→ **EXERCISE 1**
Answer these from the ffmpeg-devel post:
(a) What two formats does the writer name as the examples used for implementing a multi-channel API?
(b) According to the bit definitions in Figure 3, what channel mask should the 5.1 stream have?
(c) In the earlier Windows versions listed, which speaker positions does channel mask 0x3F assign to the six channels?
→ **EXERCISE 2**
Using the ffmpeg-devel post, explain why Windows XP with SP2, Windows Server 2003 with SP1, and Windows Vista read channel mask 0x3F as the side-speaker 5.1 configuration.
→ **EXERCISE 3**
Reproduce word for word the passage of the ffmpeg-devel post between "According to the" and "explained in detail.", inclusive.

→ **READING PASSAGE**
START
[Ffmpeg-devel] channel ordering and downmixing

Mon Apr 9 04:02:59 CEST 2007

Michael Niedermayer wrote:
> Hi
> 
> On Sun, Apr 08, 2007 at 01:15:21AM -0400, Justin Ruggles wrote:
>>The attached patch is not fully-functional, but gives an idea of how it
>>might work.  The example used is encoding PCM wav to raw AC3.  The
>>user-level parts (ffmpeg.c and ffplay.c) are not implemented yet, so the
>>patch doesn't work at this point.
>>
>>Also, I don't really know what appropriate channel positions should be.
> 
> 
> just guess and add a note that they are just guessed ...
> 
>> Anyone have any ideas or references I might refer to for this?

Now I've run into quite a mess, caused by none other than Microsoft.
The two examples I've been using as to how to implement a multi-channel
API are WAVE_FORMAT_EXTENSIBLE and CAFF.  Well, it seems that Microsoft
made a big mess, then Apple followed suit by copying Microsoft but
without giving any usage guidelines.

What I'm referring to is the channel layout description of side speakers
vs. rear speakers in the standard 5.1 home theater system.  Here is a
quote from Microsoft's "Audio Driver Support for Home Theater Speaker
Configurations" document at
http://www.microsoft.com/whdc/device/audio/SpkrConfig.mspx

[start quote]

According to the bit definitions in Figure 3, the channel mask for
recording the 5.1 stream shown on the left side of Figure 5 should be
0x60F, which assigns the six channels to the following speaker
positions: FL, FR, FC, LFE, SL, and SR. (This is the side-speaker 5.1
configuration discussed earlier.) In fact, the channel mask for the 5.1
stream is 0x3F rather than 0x60F for reasons that were mentioned
previously and will now be explained in detail.

In earlier versions of Windows (Windows 98/Me, Windows 2000, Windows XP
with SP1, and Windows Server 2003), the interpretation of the channel
mask 0x3F is that it assigns the six channels in the 5.1 format to the
following speaker positions: FL, FR, FC, LFE, BL, and BR. (This is the
back-speaker 5.1 configuration.)  However, the interpretation in Windows
XP with SP2, Windows Server 2003 with SP1, and Windows Vista is
different: by convention, the 5.1 format with the channel mask 0x3F is
interpreted to mean the side-speaker 5.1 configuration instead of the
back-speaker 5.1 configuration.

Interpreting the channel mask in this manner eliminates the requirement
to introduce a second 5.1-channel format descriptor to distinguish the
side-speaker 5.1 configuration from the back-speaker 5.1 configuration.
END
→ **SUPPLIED INFORMATION**
START
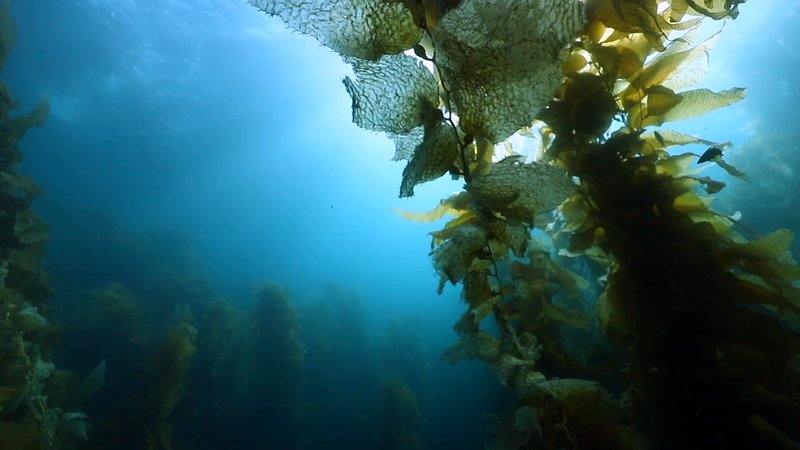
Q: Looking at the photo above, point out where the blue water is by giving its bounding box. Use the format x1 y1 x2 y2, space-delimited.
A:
4 0 800 449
END
→ **COMPLETE RESPONSE 1**
(a) WAVE_FORMAT_EXTENSIBLE and CAFF.
(b) 0x60F.
(c) FL, FR, FC, LFE, BL, and BR.

→ **COMPLETE RESPONSE 2**
Reading 0x3F as the side-speaker 5.1 configuration removes the need for a second 5.1-channel format descriptor. Without that convention, a separate descriptor would be required to tell the side-speaker 5.1 configuration apart from the back-speaker one.

→ **COMPLETE RESPONSE 3**
According to the bit definitions in Figure 3, the channel mask for
recording the 5.1 stream shown on the left side of Figure 5 should be
0x60F, which assigns the six channels to the following speaker
positions: FL, FR, FC, LFE, SL, and SR. (This is the side-speaker 5.1
configuration discussed earlier.) In fact, the channel mask for the 5.1
stream is 0x3F rather than 0x60F for reasons that were mentioned
previously and will now be explained in detail.